Nothing but an exact copy of the records below counts as the answer.

[Given data Boundary: Start]

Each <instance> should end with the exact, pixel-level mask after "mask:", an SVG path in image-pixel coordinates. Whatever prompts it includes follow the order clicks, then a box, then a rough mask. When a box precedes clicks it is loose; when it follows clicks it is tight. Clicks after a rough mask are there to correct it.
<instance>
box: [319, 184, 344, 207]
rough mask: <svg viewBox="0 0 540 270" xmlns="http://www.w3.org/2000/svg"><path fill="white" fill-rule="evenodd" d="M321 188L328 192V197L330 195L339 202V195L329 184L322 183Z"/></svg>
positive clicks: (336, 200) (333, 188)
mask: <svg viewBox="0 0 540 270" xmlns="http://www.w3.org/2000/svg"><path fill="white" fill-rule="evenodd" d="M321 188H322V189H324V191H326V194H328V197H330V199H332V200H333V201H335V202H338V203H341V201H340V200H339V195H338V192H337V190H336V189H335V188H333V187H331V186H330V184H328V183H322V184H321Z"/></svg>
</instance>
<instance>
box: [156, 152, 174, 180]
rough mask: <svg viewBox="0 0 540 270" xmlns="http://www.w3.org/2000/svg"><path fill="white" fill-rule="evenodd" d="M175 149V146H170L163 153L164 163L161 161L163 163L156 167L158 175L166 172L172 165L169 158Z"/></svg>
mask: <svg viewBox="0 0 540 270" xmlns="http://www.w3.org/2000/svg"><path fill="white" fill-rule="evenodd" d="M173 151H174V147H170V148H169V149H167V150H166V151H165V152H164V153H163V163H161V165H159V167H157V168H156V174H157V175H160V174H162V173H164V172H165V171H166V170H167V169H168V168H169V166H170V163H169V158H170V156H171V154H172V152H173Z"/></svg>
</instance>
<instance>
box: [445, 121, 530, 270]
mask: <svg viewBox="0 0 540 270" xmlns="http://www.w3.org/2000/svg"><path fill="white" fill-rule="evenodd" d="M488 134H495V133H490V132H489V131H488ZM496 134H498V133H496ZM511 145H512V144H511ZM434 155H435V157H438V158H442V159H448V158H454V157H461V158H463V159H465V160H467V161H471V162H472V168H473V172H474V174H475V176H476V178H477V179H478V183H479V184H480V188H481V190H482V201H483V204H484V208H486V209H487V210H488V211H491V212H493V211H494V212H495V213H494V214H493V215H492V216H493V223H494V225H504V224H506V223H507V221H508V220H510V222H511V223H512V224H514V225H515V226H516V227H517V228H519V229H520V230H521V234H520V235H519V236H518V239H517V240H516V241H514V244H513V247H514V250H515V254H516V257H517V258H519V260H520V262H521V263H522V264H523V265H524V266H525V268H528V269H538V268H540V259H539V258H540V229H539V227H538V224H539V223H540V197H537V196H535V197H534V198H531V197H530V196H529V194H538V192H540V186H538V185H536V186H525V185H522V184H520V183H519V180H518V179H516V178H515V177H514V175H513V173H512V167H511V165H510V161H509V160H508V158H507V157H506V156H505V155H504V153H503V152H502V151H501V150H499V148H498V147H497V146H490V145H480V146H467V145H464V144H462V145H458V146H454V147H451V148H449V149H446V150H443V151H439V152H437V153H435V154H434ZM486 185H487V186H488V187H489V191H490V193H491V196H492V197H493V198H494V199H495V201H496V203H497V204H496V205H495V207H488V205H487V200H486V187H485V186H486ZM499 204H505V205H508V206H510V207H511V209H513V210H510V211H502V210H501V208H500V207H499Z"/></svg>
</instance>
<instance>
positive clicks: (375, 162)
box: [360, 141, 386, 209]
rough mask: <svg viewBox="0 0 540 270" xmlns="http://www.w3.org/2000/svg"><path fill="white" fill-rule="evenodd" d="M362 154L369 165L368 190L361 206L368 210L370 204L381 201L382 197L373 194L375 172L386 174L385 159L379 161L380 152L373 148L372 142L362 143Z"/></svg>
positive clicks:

[Given data Boundary: End]

→ Task response
Each <instance> should end with the exact, pixel-level mask after "mask:", an SVG path in image-pixel coordinates. Whatever prompts it includes follow the order clicks, then a box, then a rough mask. When a box precedes clicks it is loose; when it follows clicks it is tight. Clicks after a rough mask are there to correct it.
<instance>
box: [319, 184, 344, 207]
rough mask: <svg viewBox="0 0 540 270" xmlns="http://www.w3.org/2000/svg"><path fill="white" fill-rule="evenodd" d="M321 188L328 192V197L330 195L339 202V195L329 184L322 183Z"/></svg>
positive clicks: (336, 200) (333, 188)
mask: <svg viewBox="0 0 540 270" xmlns="http://www.w3.org/2000/svg"><path fill="white" fill-rule="evenodd" d="M321 188H322V189H324V191H326V194H328V197H330V199H332V200H333V201H335V202H338V203H341V201H340V200H339V195H338V192H337V190H336V189H335V188H333V187H331V186H330V184H328V183H322V184H321Z"/></svg>
</instance>
<instance>
box: [156, 152, 174, 180]
rough mask: <svg viewBox="0 0 540 270" xmlns="http://www.w3.org/2000/svg"><path fill="white" fill-rule="evenodd" d="M175 149V146H170L163 153L164 163L161 161L163 163L156 167L158 175L166 172L172 165L169 158Z"/></svg>
mask: <svg viewBox="0 0 540 270" xmlns="http://www.w3.org/2000/svg"><path fill="white" fill-rule="evenodd" d="M173 151H174V147H170V148H169V149H167V150H166V151H165V152H164V153H163V163H161V165H159V167H157V168H156V174H157V175H160V174H162V173H164V172H165V171H166V170H167V169H168V168H169V166H170V163H169V158H170V156H171V154H172V152H173Z"/></svg>
</instance>
<instance>
box: [445, 121, 530, 270]
mask: <svg viewBox="0 0 540 270" xmlns="http://www.w3.org/2000/svg"><path fill="white" fill-rule="evenodd" d="M488 134H495V133H490V132H489V131H488ZM496 134H498V133H496ZM511 145H512V144H511ZM434 155H435V157H438V158H442V159H448V158H454V157H461V158H463V159H465V160H467V161H471V162H472V168H473V172H474V174H475V176H476V178H477V179H478V183H479V184H480V188H481V190H482V201H483V204H484V208H486V209H487V210H488V211H491V212H493V211H494V212H495V213H494V214H493V215H492V216H493V223H494V225H504V224H506V223H507V221H508V220H510V222H511V223H512V224H514V225H515V226H516V227H517V228H519V229H520V230H521V234H520V235H519V236H518V239H517V240H516V241H514V244H513V247H514V250H515V254H516V257H517V258H519V260H520V262H521V263H522V264H523V265H524V266H525V268H528V269H538V268H540V259H539V258H540V229H539V227H538V224H539V223H540V197H537V196H535V197H534V198H531V197H530V196H529V194H538V192H540V186H538V185H536V186H525V185H522V184H520V183H519V180H518V179H516V178H515V177H514V175H513V173H512V167H511V165H510V161H509V160H508V158H507V157H506V156H505V155H504V153H503V152H502V151H501V150H499V148H498V147H497V146H490V145H480V146H467V145H464V144H462V145H458V146H454V147H451V148H449V149H446V150H443V151H439V152H437V153H435V154H434ZM486 185H487V186H488V187H489V191H490V193H491V196H492V197H493V198H494V199H495V201H496V203H497V204H496V205H495V207H488V205H487V200H486V187H485V186H486ZM499 204H505V205H508V206H510V207H511V209H513V210H510V211H502V210H501V208H500V207H499Z"/></svg>
</instance>
<instance>
positive clicks: (375, 162)
box: [360, 141, 386, 209]
rough mask: <svg viewBox="0 0 540 270" xmlns="http://www.w3.org/2000/svg"><path fill="white" fill-rule="evenodd" d="M362 154L369 165L368 190L361 206L368 210L370 204L381 201L382 197L373 194L375 172L386 174L385 159L379 161L380 152L373 148L372 142L362 143Z"/></svg>
positive clicks:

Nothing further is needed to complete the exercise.